**AUFTRAG**. Schreibe den Artikel über den Tarifstreit bei den Sparkassen im Anschluss an seinen letzten Satz weiter.

**VORLIEGENDER AUSZUG**.
____________
Kommunen wollen bei Sparkassen sparen
Verhärtete Fronten im Tarifstreit: Der Konflikt mit Verdi könnte sich im Oktober zuspitzen
Den Sparkassen droht im Herbst eine harte Tarifauseinandersetzung. Schuld daran sind nicht allein die wirtschaftlichen Auswirkungen der Corona-Pandemie. Zur ersten Verhandlungsrunde Anfang September in Potsdam kamen mehr als 250 Beschäftigte der Sparkassen aus Niedersachsen, Bremen, Hessen, Sachsen, Sachsen-Anhalt, Thüringen, Schleswig-Holstein, Brandenburg und Nordrhein-Westfalen zusammen, um vor dem Verhandlungshotel lautstark ihren Protest gegen drohende Eingriffe in die sogenannte Sparkassen-Sonderzahlung zu demonstrieren. Diese ist eine Art dreizehntes Monatsgehalt, das seit dem Jahr 2018 rund 89 Prozent beträgt. Dazu kommt eine variable Vergütung, eine Art Urlaubsgeld, die sich aus einem individuell leistungsbezogenen und einem unternehmenserfolgsbezogenen Teil zusammensetzt. Bundesinnenminister Horst Seehofer (CSU) ergriff schon mal Partei, als er sagte: »Ein 14. Monatsgehalt muss es nicht geben.«
Die Vereinigung der kommunalen Arbeitgeberverbände (VKA) mit ihrem Verhandlungsführer Ulrich Mägde erwartet jedenfalls Lohnzurückhaltung von den Beschäftigten. Mehr noch, sie würde die Sonderzahlung gerne radikal zusammenstreichen, hieß es aus Verhandlungskreisen. Die VKA vertritt als tarifpolitischer Dachverband mehr als 10 000 kommunale Verwaltungen und Betriebe in Deutschland.
____________
**EXTRAHIERTE EINTRÄGE**.
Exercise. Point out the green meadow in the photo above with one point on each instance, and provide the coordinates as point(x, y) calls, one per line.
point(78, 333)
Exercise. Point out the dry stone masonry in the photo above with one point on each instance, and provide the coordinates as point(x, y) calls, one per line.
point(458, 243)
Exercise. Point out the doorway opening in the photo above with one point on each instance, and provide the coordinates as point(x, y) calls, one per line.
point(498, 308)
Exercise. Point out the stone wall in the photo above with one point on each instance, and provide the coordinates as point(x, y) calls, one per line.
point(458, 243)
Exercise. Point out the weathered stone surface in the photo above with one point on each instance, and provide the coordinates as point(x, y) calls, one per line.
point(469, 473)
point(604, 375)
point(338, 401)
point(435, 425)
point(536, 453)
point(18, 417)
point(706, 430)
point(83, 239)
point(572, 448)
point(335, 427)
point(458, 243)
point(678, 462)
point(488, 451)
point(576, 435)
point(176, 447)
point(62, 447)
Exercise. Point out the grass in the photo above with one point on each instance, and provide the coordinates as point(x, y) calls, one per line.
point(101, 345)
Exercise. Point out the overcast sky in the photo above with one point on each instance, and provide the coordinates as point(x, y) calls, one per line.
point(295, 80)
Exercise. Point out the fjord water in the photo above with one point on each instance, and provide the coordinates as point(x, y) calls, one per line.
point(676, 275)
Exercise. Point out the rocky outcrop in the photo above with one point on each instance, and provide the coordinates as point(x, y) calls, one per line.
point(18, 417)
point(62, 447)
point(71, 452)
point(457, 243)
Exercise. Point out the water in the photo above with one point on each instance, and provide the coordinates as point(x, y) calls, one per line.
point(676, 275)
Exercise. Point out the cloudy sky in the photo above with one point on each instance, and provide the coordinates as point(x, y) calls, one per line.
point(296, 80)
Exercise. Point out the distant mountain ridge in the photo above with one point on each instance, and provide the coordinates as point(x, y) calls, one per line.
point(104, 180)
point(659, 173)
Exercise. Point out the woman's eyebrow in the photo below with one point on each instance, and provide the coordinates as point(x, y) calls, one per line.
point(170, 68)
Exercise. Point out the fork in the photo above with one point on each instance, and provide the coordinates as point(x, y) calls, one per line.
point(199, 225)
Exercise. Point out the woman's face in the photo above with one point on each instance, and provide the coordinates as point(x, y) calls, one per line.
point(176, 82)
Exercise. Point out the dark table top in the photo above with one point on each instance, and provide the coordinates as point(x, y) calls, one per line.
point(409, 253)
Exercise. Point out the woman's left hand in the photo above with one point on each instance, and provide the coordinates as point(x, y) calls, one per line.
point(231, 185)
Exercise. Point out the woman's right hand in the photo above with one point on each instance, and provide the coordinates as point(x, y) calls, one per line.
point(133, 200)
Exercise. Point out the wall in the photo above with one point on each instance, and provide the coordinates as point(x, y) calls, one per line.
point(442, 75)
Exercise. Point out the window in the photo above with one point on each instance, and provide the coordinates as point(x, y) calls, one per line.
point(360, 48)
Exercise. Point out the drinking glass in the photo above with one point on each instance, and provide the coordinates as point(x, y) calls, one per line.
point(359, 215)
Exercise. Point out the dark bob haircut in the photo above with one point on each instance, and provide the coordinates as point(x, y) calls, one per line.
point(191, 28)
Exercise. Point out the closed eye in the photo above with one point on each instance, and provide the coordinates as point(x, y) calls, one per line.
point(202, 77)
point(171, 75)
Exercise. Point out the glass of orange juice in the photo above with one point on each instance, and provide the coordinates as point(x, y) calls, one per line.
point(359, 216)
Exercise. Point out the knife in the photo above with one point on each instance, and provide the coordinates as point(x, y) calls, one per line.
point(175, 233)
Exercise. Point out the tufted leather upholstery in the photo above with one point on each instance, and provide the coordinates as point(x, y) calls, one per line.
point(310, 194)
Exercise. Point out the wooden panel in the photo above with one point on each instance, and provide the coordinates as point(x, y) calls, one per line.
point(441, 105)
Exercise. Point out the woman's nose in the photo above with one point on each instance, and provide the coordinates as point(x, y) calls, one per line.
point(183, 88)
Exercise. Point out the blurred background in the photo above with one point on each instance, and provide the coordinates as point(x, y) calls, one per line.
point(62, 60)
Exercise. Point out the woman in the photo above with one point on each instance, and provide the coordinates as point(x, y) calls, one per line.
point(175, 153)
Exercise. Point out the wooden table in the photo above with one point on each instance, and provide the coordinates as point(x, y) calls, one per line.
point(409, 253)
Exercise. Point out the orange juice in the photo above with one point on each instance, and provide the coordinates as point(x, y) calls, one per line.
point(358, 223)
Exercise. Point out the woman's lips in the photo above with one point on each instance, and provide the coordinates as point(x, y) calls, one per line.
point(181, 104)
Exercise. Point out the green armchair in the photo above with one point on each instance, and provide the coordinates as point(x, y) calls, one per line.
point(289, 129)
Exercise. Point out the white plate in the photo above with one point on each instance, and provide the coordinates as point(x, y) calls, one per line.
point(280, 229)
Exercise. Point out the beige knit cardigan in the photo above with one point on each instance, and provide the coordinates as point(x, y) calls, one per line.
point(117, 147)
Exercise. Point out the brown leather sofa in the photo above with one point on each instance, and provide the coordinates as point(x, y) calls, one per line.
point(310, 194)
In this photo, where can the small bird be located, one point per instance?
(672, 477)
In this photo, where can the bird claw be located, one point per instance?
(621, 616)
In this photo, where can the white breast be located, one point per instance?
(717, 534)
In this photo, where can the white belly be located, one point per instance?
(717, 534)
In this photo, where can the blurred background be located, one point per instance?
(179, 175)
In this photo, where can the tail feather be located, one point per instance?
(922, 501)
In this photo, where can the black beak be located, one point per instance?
____________
**ERGEBNIS**.
»Bereits in der ersten Runde zeigte sich, wie schwierig die überzogenen Forderungen der Gewerkschaften für uns sind«, sagte Mägde. Das SPD-Mitglied ist seit 1991 Oberbürgermeister der Hansestadt Lüneburg. In Anbetracht der Coronakrise dürfe man die Kommunen nicht noch stärker belasten. Von Nullrunde, versichert Mägde, könne allerdings keine Rede sein. Die Gewerkschaft Verdi fordert dagegen ein Einkommensplus von 4,8 Prozent beziehungsweise einen Mindestbetrag von 150 Euro sowie eine Angleichung der Arbeitszeiten in Ost und West.
Erschwert werden die Verhandlungen für die mehr als 300 000 Sparkassen-Angestellten, weil sie eingebettet sind in die allgemeinen Tarifverhandlungen für den kommunalen öffentlichen Dienst mit seinen 2,4 Millionen Beschäftigten. Sparkassen gehören üblicherweise den örtlichen Kommunen. Da sie sich aber im Wettbewerb mit anderen, oft privaten Kreditinstituten behaupten müssen, wurde das Tarifrecht wiederholt an das in der Bankenbranche angepasst. So gelten über die Grundnormen des öffentlichen Dienstes hinaus Sonderregelungen. Daher haben sich Arbeitgeberverband VKA und Verdi schon Anfang September auf gesonderte Gespräche für die Sparkassen geeinigt.
Die Verhandlungen dürften dennoch alles andere als einfach verlaufen. »Letztlich können wir nur verteilen, was wir haben - und das ist angesichts klammer Kassen der Kommunen nicht viel«, setzt Arbeitgeberpräsident Mädge ein deutliches Stoppsignal. Verdi kontert mit dem Hinweis auf Milliarden von Euro, die der Bund wegen Corona an die Kommunen überweist.
Wie sich die wirtschaftliche Lage der Sparkassen entwickeln wird, bleibt offen. Am Anfang der Corona-Pandemie sprach der Präsident des Deutschen Sparkassen- und Giroverbandes, Helmut Schleweis, noch von einer »Position der Stärke«. Die Institute hatten 2019 mit einem Gewinn von 1,8 Milliarden Euro abgeschlossen. Zusätzlich wurden 4,1 Milliarden Euro in die Vorsorgereserven für schwierige Zeiten gepackt, so Schleweis. Und Corona hat den Sparkassen sogar Abertausende zusätzliche Kreditverträge beschert. Allein im März waren es 22,3 Prozent mehr als im Vorjahresmonat.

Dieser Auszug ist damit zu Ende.